Present every line of the records below as a numbered list, leaving out any blank lines.

======== Record list ========

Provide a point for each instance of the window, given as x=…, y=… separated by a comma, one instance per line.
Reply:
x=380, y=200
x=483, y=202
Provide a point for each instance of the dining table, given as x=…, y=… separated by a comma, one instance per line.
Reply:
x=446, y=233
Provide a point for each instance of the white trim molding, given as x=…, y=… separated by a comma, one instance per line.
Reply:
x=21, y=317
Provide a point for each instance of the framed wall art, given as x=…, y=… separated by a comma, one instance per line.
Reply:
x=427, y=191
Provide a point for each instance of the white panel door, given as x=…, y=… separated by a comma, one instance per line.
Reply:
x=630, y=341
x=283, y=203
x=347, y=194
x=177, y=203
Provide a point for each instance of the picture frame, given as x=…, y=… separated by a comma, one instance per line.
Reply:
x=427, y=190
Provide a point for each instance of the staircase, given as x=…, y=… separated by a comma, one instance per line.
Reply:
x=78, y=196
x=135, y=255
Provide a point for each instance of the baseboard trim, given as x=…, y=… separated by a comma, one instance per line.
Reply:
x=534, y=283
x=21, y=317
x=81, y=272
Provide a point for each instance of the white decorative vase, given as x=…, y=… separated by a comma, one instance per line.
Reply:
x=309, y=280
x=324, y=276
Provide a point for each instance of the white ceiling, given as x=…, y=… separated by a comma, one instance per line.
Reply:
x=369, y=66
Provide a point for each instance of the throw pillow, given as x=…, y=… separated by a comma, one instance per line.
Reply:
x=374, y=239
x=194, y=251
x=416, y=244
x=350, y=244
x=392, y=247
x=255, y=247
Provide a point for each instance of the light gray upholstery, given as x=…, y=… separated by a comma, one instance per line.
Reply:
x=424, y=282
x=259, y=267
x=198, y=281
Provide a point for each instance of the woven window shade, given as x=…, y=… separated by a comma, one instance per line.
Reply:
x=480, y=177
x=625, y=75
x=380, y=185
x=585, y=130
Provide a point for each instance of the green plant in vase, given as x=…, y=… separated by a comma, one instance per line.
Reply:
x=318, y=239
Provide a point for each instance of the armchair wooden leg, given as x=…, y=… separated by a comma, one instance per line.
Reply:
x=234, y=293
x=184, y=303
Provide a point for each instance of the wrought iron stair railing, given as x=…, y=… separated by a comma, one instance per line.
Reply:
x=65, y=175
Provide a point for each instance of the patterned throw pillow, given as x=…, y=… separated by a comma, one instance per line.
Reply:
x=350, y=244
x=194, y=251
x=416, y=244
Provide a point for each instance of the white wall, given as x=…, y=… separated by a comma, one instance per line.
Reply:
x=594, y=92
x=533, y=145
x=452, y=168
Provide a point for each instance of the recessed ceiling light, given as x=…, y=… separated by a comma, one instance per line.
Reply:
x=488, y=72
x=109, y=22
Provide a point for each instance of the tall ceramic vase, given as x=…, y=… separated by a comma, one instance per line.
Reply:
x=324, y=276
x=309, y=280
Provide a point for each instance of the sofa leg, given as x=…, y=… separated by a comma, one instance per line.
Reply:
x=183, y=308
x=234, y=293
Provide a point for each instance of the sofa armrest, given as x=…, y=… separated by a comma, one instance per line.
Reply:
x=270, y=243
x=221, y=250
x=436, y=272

========

## The response:
1. Provide a point for each instance of the window, given as x=…, y=… separated by a comma, one instance per line.
2. Reply:
3. x=380, y=200
4. x=483, y=202
5. Provide a point for each instance of the dining table, given as x=…, y=… separated by a comma, one instance per line.
6. Reply:
7. x=446, y=233
8. Provide a point for each instance of the white trim molding, given as x=…, y=… separated by a comma, one instance per line.
9. Reply:
10. x=21, y=317
11. Provide a point for each instance of the framed wall art, given as x=…, y=… separated by a comma, one instance per line.
12. Reply:
13. x=427, y=191
14. Provide a point for each instance of the white panel door, given as x=…, y=… separated by a comma, one instance per line.
15. Reply:
16. x=630, y=341
17. x=283, y=203
18. x=347, y=194
19. x=177, y=203
20. Provide a point for each instance of the picture frame, given as x=…, y=… separated by a comma, one instance per line.
21. Reply:
22. x=427, y=190
23. Provide a point for each instance of the staircase, given as x=…, y=… separated by a comma, one instance per line.
24. Reply:
25. x=78, y=196
26. x=135, y=255
27. Provide a point for each instance of the baseboard trim, given as x=…, y=… separated by a comma, one instance per line.
28. Reply:
29. x=534, y=283
30. x=21, y=317
31. x=81, y=272
32. Provide a point for each instance of the white decorative vase, given as x=…, y=… separated by a comma, one instance per line.
33. Reply:
34. x=309, y=280
35. x=324, y=276
36. Provide a point for each instance of the white ceiling, given as x=…, y=… separated by a comma, one instance per line.
37. Reply:
38. x=369, y=66
39. Provide a point for each instance of the throw pillow, given as x=…, y=… separated by a comma, one instance per line.
40. Reply:
41. x=374, y=239
42. x=194, y=251
43. x=416, y=244
44. x=350, y=244
45. x=392, y=247
46. x=255, y=247
47. Provide a point for each instance of the light gray upholstery, given as x=…, y=… separated by a comma, one instance per line.
48. Reply:
49. x=424, y=282
50. x=259, y=267
51. x=198, y=281
52. Provide a point for each instance of the woven window shade, given as x=…, y=… separated by a comma, one instance per line.
53. Reply:
54. x=480, y=177
55. x=625, y=75
56. x=380, y=185
57. x=585, y=130
58. Provide a point for each instance of the green plant in vase, given as x=…, y=… separated by a comma, one instance per line.
59. Reply:
60. x=318, y=239
61. Provide a point for each instance of the armchair wooden leg, given as x=…, y=… separated by a comma, one instance per line.
62. Reply:
63. x=234, y=293
64. x=184, y=303
65. Provide a point for each instance of the wrought iron stair railing, given as x=…, y=… separated by a comma, one instance per line.
66. Reply:
67. x=65, y=175
68. Provide a point for each instance of the patterned throw pillow, given as x=…, y=… separated by a comma, one instance per line.
69. Reply:
70. x=350, y=244
71. x=194, y=251
72. x=416, y=244
73. Provide a point for each instance of the white wall, given as x=…, y=… separated by a comma, one instance per line.
74. Reply:
75. x=594, y=92
76. x=533, y=145
77. x=452, y=168
78. Provide a point for each instance of the recessed ceiling light, given as x=…, y=… separated by a comma, one instance per line.
79. Reply:
80. x=488, y=72
81. x=109, y=22
82. Provide a point for each instance of the tall ceramic vase, given as x=…, y=… separated by a comma, one instance per line.
83. Reply:
84. x=324, y=276
85. x=309, y=280
86. Provide a point for each instance of the sofa leg, given as x=…, y=… separated by a comma, one instance per line.
87. Reply:
88. x=183, y=308
89. x=234, y=293
90. Provide a point for each instance of the sofa armrest, given as x=…, y=… separated by a comma, one instance per line.
91. Reply:
92. x=270, y=243
93. x=221, y=250
94. x=436, y=272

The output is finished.